TASK A | From the symposium announcement, copy the passage from "Symposium Schedule" to "in our dreams." word for word.
TASK B |
Answer these from the symposium announcement:
(i) Which two organizations present the symposium?
(ii) Who gives the Week 1 session?
(iii) At what times of day do the sessions run?

PASSAGE |
--

Thursday, February 12, 2015

Myth and The Modern World Symposium

Myths and the Modern World
A Six-Part Symposium at the *Stayer Center, Marian University
Presented by Marian University and the Hanwakan Center


Sunday Afternoons 1:00 – 3.30pm, Feb. 15th – Mar. 22nd 2015

Myths orient people to the metaphysical dimension, explain the origins and nature of the cosmos, validate social issues, and, on the psychological plane, address themselves to the innermost depths of the psyche. - Joseph Campbell

Symposium Schedule

Week 1: Sunday, February 15, 2015

The Mythic Realm Within and Without
Dennis Merritt

Humans have always understood themselves and their relationship to nature by stories with the Big Stories being the myths and the mythic base of all religions.  Myths emerge from the mytho-poetic dimension of human experience, what Carl Jung called the realm of the archetypes and the collective unconscious.  Myths set the baseline for the values, ethics and patterns of relationships in a culture and the perceptions and responses to nature.  Individuals and cultures get cut off from this foundation by an overly rational and overly scientific worldview, but the connection to nature and the mythic, symbolic realm survives in our dreams.

--

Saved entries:
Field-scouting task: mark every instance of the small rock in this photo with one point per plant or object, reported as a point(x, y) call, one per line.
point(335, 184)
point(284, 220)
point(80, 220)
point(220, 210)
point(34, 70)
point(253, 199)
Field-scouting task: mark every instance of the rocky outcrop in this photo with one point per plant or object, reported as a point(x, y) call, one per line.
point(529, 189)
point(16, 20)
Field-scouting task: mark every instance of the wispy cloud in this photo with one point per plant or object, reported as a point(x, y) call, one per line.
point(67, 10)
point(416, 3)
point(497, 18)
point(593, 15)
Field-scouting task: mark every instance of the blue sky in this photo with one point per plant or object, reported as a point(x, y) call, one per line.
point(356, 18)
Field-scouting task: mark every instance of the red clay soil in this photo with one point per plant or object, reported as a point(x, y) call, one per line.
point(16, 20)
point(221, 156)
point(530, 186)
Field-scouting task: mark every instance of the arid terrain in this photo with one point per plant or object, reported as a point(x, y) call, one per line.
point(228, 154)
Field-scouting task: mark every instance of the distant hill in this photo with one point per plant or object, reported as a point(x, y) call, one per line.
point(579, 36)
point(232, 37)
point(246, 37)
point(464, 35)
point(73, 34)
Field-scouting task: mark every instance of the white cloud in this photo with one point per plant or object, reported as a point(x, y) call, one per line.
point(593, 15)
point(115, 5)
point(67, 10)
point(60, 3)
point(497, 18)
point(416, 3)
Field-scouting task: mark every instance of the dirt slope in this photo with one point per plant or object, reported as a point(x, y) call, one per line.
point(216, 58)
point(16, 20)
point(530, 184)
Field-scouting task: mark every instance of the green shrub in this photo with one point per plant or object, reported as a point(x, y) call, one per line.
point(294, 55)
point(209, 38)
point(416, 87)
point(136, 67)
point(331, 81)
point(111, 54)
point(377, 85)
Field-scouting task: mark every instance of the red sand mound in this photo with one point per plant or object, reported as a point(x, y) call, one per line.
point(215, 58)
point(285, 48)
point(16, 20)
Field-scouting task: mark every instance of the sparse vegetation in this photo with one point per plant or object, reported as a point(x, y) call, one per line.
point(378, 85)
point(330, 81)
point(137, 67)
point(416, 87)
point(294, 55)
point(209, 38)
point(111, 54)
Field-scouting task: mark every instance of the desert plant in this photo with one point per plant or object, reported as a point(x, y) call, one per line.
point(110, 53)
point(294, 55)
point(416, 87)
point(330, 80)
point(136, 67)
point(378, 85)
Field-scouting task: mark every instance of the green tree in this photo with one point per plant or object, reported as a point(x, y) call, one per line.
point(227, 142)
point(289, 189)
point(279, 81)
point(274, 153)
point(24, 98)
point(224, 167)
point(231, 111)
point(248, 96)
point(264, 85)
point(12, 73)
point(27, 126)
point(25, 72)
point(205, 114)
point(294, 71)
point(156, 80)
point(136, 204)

--

RESPONSE AREA A |
Symposium Schedule

Week 1: Sunday, February 15, 2015

The Mythic Realm Within and Without
Dennis Merritt

Humans have always understood themselves and their relationship to nature by stories with the Big Stories being the myths and the mythic base of all religions.  Myths emerge from the mytho-poetic dimension of human experience, what Carl Jung called the realm of the archetypes and the collective unconscious.  Myths set the baseline for the values, ethics and patterns of relationships in a culture and the perceptions and responses to nature.  Individuals and cultures get cut off from this foundation by an overly rational and overly scientific worldview, but the connection to nature and the mythic, symbolic realm survives in our dreams.

RESPONSE AREA B |
(i) Marian University and the Hanwakan Center
(ii) Dennis Merritt
(iii) Sunday afternoons, 1:00 – 3.30pm